(begin)

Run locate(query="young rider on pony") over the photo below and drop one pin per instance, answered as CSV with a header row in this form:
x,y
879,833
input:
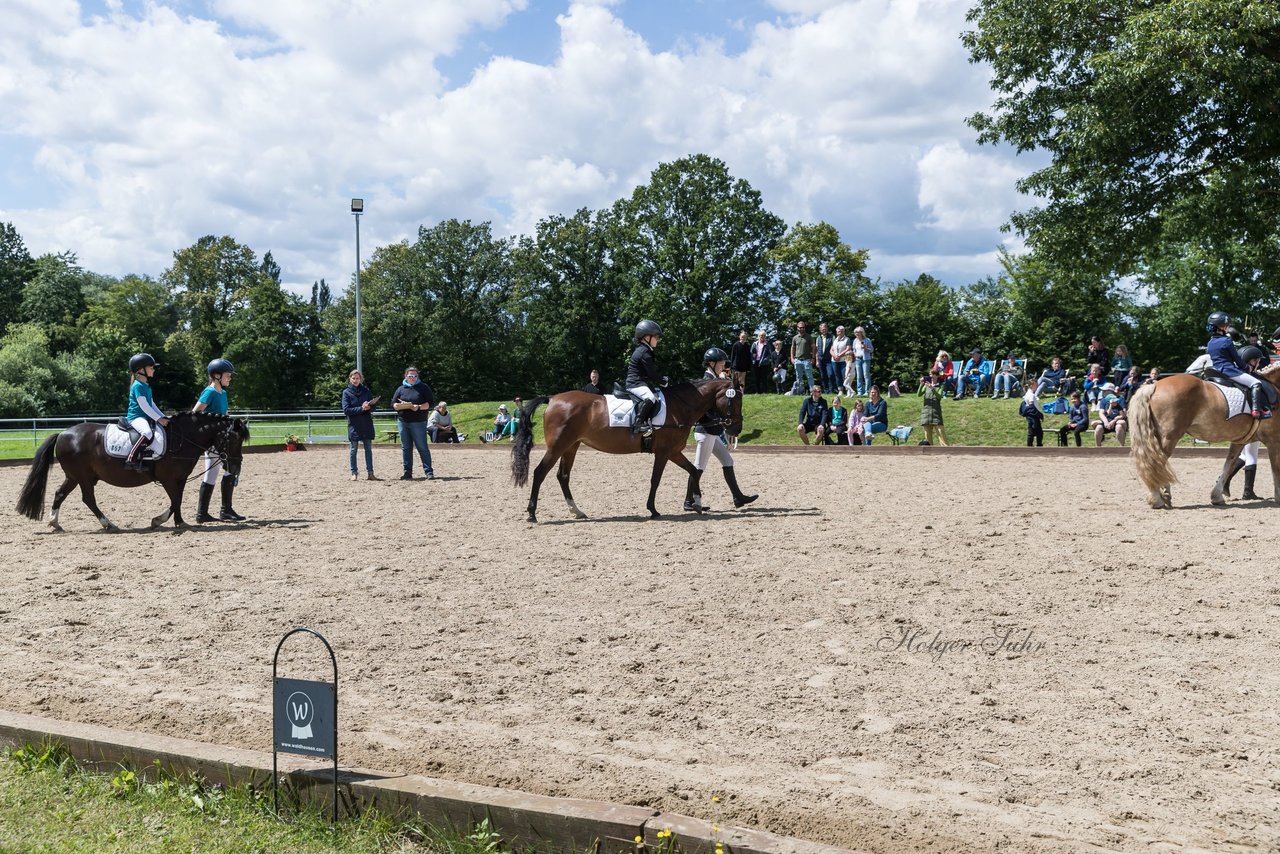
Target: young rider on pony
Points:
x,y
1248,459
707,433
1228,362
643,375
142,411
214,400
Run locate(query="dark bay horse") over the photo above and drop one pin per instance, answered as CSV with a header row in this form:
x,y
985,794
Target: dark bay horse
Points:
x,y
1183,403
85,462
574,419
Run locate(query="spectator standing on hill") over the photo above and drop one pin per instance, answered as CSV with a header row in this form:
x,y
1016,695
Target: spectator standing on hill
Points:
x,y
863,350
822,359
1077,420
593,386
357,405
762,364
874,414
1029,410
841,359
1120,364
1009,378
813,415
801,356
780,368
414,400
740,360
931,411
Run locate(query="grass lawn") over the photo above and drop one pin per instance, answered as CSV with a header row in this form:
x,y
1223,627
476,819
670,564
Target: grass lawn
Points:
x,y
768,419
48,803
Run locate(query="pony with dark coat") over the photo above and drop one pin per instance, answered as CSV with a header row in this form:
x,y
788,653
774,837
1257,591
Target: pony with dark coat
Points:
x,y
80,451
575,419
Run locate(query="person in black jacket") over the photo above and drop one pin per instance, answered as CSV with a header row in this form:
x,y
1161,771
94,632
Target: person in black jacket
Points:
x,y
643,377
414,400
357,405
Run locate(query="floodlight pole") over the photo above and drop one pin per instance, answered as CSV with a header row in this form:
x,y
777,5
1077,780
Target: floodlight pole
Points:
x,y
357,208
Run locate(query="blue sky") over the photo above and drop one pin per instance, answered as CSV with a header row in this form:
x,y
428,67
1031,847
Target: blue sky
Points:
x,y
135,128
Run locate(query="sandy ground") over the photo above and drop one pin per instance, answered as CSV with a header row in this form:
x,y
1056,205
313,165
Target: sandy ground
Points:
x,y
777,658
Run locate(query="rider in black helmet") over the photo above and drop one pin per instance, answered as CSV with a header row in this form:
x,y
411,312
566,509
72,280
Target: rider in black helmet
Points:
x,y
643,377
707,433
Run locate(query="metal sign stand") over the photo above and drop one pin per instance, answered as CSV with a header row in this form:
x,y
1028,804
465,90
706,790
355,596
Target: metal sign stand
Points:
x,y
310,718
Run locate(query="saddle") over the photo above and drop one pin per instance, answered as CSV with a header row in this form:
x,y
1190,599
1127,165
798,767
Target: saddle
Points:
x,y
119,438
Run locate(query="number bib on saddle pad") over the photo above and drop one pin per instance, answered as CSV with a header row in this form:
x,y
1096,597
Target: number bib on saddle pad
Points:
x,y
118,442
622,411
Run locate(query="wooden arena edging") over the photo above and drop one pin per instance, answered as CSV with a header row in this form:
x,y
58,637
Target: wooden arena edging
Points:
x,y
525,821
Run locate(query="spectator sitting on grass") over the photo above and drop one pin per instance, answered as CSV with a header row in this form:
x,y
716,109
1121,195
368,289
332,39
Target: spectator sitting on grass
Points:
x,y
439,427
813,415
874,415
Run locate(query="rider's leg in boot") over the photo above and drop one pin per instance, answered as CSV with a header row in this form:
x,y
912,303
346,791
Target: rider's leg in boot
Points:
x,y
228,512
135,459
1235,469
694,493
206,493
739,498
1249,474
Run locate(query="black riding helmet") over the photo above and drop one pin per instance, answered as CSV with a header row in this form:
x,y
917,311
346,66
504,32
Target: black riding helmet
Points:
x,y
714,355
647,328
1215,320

(end)

→ What is needed
Gather every line in the items above that contains the string "person". Treat uppercase and lowercase letters as distinct when matching.

→ Exercise output
Run locate(query="person in black jacket") over the photo above and drop one pin per instance, answered as CSV with a header row in this form:
Target: person in black jacket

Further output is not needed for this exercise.